| What this task involves |
Rewrite the material from the line containing "Could you please outline every instance of the <item>black" through the line containing "Please outline every instance of the <item>black door</item>.", both included. Substitute "red door" for "black door" and leave everything else unchanged.

| Material to process |
# # # #

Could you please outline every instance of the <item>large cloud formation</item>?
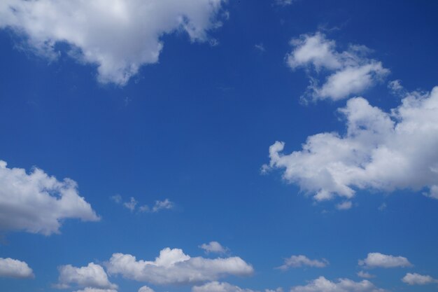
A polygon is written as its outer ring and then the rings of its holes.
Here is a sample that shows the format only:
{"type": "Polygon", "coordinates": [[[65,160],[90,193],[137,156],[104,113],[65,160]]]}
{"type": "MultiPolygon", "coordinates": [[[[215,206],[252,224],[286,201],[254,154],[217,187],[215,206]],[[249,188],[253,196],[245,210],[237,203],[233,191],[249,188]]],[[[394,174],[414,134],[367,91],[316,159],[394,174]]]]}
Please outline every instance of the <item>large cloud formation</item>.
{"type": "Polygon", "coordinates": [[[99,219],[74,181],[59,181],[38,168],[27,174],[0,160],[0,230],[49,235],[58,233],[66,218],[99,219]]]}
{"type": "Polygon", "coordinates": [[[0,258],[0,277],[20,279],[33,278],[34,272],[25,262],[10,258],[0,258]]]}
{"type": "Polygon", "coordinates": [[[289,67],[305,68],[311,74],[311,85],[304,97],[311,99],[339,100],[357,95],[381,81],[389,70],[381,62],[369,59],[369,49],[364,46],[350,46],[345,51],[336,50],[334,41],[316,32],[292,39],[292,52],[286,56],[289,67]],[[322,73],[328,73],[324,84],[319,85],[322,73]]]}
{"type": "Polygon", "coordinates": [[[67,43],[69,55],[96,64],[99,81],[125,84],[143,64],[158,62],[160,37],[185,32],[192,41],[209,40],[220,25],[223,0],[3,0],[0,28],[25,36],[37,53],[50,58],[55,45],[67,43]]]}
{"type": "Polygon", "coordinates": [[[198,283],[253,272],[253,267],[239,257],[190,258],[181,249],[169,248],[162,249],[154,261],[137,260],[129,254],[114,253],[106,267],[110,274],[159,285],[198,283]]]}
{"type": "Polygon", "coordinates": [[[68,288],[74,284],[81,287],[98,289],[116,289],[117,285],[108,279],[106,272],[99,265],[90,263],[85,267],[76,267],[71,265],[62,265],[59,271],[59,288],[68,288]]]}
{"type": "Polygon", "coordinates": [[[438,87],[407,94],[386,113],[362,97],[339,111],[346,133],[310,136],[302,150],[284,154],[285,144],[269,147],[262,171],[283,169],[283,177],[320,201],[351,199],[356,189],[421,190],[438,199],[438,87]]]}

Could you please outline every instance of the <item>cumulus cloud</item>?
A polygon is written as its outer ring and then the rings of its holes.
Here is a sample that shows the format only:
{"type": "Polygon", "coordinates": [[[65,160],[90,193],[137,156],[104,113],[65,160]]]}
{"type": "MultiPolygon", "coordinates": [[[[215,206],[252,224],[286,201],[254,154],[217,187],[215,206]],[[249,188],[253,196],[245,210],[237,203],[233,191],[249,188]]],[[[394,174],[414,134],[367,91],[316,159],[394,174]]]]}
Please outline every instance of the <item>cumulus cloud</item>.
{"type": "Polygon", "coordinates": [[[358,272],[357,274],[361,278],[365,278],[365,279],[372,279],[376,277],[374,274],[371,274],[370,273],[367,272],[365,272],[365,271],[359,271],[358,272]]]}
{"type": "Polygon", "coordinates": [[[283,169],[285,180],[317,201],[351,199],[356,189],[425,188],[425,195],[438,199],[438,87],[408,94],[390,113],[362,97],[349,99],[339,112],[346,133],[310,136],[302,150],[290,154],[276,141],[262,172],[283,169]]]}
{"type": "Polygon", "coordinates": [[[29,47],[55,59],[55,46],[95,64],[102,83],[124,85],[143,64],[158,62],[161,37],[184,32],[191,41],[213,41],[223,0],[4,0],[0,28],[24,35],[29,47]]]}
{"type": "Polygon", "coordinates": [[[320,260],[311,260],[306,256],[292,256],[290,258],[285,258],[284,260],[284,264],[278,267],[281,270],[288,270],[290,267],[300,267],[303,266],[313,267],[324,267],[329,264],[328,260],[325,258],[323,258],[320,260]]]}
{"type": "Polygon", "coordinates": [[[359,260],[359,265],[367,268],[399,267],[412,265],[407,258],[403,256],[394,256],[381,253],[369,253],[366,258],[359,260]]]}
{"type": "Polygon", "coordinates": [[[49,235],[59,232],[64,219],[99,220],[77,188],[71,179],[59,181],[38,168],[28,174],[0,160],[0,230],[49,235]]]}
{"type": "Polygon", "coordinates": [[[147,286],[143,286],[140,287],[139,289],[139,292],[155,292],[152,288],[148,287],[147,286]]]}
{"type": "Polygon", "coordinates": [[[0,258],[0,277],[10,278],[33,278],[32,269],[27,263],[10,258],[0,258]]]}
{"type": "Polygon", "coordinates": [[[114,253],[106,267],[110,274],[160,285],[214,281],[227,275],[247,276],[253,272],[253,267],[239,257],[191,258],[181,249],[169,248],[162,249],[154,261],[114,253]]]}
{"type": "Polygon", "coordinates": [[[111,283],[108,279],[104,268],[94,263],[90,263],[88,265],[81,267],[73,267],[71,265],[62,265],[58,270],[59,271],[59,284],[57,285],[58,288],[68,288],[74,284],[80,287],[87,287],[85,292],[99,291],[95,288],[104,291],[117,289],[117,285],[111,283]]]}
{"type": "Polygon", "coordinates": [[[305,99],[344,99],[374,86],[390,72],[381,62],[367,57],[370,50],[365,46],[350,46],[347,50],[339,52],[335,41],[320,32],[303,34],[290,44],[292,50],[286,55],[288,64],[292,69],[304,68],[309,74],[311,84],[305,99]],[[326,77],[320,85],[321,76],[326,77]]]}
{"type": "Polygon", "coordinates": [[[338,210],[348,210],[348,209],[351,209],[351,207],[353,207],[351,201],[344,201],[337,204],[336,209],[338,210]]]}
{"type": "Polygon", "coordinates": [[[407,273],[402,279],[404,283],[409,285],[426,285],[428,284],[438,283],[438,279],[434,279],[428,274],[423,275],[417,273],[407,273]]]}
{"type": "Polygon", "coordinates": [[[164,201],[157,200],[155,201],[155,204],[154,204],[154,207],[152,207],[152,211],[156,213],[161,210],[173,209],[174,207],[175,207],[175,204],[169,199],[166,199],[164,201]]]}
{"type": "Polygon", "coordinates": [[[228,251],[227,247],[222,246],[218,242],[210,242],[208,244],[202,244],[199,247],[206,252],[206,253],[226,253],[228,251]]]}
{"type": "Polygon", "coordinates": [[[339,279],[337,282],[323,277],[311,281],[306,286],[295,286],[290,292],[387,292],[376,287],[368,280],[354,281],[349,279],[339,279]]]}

# # # #

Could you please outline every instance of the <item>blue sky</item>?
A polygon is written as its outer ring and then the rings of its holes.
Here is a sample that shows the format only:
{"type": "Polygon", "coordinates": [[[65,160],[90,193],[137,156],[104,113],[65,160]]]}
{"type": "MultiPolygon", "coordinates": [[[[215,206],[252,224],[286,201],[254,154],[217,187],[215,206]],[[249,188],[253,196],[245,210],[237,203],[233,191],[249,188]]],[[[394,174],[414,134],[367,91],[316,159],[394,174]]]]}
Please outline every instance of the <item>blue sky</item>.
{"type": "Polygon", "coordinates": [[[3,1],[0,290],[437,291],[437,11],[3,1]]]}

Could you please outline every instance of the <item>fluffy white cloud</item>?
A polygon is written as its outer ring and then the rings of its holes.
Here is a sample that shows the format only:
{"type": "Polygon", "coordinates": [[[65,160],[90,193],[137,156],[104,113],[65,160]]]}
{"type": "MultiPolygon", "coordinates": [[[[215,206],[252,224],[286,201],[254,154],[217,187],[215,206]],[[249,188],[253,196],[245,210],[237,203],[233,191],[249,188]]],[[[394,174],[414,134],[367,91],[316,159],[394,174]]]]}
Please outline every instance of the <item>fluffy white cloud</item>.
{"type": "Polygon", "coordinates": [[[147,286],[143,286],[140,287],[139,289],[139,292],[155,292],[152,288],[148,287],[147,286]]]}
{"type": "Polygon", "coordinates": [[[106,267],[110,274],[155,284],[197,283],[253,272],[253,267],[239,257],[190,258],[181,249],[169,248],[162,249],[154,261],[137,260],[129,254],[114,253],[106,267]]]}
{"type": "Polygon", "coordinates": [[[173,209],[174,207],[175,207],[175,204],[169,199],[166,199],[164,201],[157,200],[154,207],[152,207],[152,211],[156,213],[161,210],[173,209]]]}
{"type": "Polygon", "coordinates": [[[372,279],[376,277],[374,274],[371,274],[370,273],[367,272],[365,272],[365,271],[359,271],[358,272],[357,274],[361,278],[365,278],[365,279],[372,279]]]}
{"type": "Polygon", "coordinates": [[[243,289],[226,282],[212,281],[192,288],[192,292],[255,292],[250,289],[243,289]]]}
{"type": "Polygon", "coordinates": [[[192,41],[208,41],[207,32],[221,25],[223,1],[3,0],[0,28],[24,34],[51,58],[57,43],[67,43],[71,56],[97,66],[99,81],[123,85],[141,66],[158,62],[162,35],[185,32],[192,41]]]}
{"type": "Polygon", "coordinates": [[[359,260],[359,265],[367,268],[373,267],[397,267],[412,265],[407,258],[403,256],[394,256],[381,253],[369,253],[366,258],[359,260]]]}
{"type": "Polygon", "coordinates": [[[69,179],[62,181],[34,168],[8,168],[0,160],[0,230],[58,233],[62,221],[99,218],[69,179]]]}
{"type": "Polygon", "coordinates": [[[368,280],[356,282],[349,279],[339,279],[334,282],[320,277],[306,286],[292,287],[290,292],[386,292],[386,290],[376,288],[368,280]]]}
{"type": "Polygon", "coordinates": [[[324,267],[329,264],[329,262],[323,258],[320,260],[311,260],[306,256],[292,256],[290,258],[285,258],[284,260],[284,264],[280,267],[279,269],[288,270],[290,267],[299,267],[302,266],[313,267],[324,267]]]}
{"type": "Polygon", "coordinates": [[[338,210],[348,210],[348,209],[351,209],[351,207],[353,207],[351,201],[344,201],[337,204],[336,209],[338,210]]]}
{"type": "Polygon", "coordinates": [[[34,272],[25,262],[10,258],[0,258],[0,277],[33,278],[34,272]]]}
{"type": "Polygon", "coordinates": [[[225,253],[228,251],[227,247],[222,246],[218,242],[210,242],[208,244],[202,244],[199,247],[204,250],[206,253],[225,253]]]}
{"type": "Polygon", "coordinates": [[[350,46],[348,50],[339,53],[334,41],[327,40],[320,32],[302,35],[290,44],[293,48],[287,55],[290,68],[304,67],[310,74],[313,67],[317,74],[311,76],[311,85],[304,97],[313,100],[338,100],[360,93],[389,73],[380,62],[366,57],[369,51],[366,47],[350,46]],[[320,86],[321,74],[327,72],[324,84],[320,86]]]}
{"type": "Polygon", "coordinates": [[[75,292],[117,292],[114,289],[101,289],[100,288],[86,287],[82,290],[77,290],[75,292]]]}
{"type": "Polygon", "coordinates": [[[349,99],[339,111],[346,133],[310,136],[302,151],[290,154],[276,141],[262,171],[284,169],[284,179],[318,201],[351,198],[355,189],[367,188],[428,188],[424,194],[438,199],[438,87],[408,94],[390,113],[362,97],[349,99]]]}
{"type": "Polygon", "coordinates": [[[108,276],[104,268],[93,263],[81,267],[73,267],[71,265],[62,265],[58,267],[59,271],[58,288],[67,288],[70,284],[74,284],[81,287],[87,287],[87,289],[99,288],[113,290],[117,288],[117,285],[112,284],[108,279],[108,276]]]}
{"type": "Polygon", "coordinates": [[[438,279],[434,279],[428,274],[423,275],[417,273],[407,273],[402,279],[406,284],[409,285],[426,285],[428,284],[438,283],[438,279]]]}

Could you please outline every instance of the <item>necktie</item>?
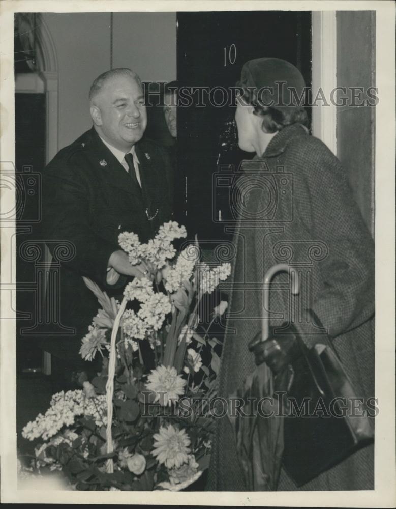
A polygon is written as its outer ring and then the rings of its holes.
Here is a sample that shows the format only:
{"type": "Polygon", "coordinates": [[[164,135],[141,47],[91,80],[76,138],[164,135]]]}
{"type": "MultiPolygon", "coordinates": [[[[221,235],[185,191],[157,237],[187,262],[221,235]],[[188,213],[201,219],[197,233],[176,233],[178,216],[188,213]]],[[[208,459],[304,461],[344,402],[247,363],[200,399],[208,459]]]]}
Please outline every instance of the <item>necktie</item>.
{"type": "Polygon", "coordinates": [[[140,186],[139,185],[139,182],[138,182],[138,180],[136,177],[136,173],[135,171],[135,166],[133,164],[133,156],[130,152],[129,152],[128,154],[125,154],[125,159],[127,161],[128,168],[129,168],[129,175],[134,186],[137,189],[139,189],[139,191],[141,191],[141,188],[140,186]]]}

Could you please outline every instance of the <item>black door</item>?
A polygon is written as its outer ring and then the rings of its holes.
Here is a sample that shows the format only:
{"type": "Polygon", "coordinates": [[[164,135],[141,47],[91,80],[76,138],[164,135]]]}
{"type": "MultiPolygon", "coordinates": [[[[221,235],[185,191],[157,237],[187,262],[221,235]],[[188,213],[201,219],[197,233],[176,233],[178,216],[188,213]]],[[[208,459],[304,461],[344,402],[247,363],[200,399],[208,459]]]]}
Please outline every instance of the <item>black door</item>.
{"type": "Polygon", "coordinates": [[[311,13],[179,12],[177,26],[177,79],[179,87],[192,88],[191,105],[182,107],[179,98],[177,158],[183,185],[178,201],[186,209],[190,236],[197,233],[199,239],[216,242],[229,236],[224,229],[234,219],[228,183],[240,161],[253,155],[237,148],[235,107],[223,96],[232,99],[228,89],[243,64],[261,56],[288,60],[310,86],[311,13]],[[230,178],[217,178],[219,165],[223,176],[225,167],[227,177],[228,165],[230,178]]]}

# # # #

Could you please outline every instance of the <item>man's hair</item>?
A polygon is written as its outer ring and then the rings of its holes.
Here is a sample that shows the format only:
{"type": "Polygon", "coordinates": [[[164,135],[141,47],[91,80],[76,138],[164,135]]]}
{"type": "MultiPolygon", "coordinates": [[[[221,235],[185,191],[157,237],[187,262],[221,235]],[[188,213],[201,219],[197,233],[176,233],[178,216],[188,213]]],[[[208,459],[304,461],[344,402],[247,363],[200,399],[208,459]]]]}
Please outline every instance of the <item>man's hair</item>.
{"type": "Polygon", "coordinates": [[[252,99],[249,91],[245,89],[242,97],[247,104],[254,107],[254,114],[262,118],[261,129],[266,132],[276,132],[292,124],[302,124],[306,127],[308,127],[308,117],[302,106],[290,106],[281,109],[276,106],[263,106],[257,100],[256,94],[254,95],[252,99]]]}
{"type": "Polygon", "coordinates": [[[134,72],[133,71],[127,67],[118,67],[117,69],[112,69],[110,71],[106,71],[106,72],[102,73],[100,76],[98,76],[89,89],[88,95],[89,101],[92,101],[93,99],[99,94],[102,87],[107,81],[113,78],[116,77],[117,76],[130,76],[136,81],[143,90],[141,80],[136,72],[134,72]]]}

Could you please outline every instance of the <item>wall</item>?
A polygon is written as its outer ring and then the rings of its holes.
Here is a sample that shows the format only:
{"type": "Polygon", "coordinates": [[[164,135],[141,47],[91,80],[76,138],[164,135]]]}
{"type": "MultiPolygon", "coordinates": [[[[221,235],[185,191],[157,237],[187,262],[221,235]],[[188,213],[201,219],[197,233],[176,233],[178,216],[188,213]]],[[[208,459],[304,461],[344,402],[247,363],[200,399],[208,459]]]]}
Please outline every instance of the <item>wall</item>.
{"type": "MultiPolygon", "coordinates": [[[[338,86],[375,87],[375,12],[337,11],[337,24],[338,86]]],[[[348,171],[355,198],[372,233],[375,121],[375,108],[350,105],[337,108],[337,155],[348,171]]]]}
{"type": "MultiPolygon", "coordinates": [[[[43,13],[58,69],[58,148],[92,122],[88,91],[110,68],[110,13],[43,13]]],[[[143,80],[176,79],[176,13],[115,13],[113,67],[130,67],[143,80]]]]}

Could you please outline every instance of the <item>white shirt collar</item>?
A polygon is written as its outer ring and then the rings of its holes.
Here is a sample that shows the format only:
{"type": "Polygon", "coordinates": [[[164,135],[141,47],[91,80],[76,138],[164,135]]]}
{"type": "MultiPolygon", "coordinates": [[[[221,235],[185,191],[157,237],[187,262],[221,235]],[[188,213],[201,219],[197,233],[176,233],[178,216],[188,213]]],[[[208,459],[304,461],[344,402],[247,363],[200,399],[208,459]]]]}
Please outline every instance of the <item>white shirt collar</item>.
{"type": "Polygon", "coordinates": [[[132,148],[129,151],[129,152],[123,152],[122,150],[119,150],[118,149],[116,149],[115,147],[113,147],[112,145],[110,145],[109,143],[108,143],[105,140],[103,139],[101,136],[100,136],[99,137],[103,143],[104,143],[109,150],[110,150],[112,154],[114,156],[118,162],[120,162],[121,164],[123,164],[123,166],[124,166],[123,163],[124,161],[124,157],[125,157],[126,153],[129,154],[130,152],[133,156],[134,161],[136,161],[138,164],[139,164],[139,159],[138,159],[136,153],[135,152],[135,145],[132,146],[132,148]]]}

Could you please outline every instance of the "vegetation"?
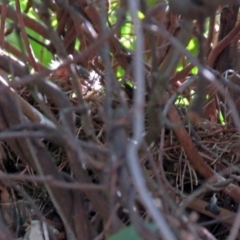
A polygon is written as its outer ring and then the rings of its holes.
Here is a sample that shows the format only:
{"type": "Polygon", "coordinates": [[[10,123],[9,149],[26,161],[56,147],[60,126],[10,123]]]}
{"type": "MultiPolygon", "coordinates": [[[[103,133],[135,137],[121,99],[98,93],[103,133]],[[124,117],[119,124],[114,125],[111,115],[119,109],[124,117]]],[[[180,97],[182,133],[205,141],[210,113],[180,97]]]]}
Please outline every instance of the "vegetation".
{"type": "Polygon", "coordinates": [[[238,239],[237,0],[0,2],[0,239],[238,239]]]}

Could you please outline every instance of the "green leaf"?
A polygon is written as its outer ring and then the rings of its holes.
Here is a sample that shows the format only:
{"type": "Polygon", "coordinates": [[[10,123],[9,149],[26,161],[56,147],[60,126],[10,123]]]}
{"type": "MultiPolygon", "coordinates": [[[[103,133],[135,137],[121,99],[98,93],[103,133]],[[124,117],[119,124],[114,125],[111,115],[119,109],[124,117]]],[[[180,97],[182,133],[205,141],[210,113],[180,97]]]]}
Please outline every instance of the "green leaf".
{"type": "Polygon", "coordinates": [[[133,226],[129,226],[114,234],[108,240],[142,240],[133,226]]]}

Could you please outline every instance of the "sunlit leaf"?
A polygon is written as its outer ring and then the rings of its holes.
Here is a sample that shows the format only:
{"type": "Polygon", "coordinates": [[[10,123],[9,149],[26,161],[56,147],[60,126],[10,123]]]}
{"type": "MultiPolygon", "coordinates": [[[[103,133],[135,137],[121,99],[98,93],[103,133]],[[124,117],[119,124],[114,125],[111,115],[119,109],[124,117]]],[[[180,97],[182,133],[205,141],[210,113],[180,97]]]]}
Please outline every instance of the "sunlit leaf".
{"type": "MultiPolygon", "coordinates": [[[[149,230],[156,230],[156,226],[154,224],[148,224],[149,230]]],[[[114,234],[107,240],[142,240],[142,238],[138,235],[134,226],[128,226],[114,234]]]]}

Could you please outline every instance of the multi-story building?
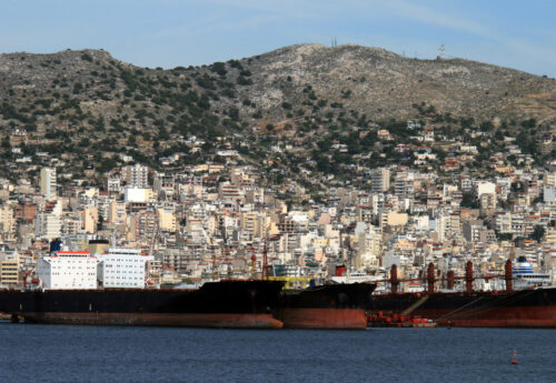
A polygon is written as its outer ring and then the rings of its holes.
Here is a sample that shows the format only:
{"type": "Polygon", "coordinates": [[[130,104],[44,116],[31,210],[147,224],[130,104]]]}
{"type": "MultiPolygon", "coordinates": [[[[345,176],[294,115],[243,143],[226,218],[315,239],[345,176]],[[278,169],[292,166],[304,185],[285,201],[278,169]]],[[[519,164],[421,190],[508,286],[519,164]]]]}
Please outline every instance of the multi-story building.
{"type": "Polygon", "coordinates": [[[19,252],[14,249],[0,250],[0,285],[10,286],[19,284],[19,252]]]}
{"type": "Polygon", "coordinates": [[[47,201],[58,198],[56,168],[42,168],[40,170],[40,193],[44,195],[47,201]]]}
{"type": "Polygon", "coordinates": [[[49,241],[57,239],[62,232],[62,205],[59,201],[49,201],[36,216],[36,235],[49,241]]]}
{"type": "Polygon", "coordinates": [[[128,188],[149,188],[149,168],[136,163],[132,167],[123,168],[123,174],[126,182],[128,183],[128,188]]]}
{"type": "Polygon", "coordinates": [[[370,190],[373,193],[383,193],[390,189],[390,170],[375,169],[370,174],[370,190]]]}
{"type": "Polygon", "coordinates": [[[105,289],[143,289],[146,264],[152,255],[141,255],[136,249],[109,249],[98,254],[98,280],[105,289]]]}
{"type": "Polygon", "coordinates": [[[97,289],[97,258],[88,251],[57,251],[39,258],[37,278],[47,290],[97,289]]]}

# # # #

| Right answer |
Could you please outline every instance of the <item>red door</item>?
A polygon is written as its outer ring and then the rings of its holes.
Here is a sample that shows the format only:
{"type": "Polygon", "coordinates": [[[164,135],[141,47],[91,80],[76,138],[164,135]]]}
{"type": "MultiPolygon", "coordinates": [[[[221,235],[185,191],[157,237],[187,262],[221,235]],[[188,213],[201,219],[197,233],[176,233],[178,216],[188,213]]],[[[208,459],[304,461],[344,402],[247,363],[200,399],[208,459]]]]}
Please outline every instance of the <item>red door</item>.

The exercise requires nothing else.